*Entries supplied:*
>> Start
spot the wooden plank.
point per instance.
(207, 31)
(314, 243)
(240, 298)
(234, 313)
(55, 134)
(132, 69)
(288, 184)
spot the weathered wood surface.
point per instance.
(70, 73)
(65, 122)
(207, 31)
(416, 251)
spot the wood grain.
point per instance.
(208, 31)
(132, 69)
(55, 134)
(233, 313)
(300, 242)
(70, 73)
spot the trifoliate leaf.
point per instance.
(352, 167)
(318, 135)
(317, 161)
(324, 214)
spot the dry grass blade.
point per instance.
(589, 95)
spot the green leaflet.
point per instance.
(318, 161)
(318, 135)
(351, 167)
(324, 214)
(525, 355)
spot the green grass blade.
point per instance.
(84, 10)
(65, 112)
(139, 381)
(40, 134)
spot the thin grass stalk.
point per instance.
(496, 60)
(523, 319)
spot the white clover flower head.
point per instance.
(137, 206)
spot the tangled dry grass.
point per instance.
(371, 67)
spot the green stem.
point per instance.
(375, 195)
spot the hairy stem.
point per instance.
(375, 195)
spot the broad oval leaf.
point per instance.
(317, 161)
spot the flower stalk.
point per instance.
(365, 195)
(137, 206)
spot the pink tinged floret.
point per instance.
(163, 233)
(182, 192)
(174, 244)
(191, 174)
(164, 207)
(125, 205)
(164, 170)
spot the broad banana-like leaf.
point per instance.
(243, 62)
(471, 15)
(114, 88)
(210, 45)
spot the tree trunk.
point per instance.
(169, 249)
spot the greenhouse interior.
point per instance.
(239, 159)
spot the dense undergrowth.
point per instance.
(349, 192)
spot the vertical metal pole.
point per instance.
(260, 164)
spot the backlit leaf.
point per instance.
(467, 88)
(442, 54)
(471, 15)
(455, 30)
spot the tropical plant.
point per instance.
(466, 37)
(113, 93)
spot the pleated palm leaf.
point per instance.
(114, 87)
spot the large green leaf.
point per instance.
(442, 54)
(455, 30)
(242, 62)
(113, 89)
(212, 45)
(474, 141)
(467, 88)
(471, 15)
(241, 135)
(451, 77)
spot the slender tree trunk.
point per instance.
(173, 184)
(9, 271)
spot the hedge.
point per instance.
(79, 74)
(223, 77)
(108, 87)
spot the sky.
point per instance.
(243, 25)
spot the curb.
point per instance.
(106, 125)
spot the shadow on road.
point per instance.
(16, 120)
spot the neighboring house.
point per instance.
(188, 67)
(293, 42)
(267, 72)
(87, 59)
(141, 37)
>> End
Copy out, word for word, everything from the line containing "spot the hedge." down to the last of the lines above, with both ends included.

*Problem solution:*
spot the hedge.
point per instance.
(79, 74)
(223, 77)
(108, 87)
spot the sky.
point per instance.
(243, 25)
spot the curb.
point per instance.
(106, 125)
spot the shadow on road.
point per instance.
(16, 120)
spot the neighboring house.
point per instance.
(188, 67)
(293, 42)
(267, 72)
(87, 59)
(141, 37)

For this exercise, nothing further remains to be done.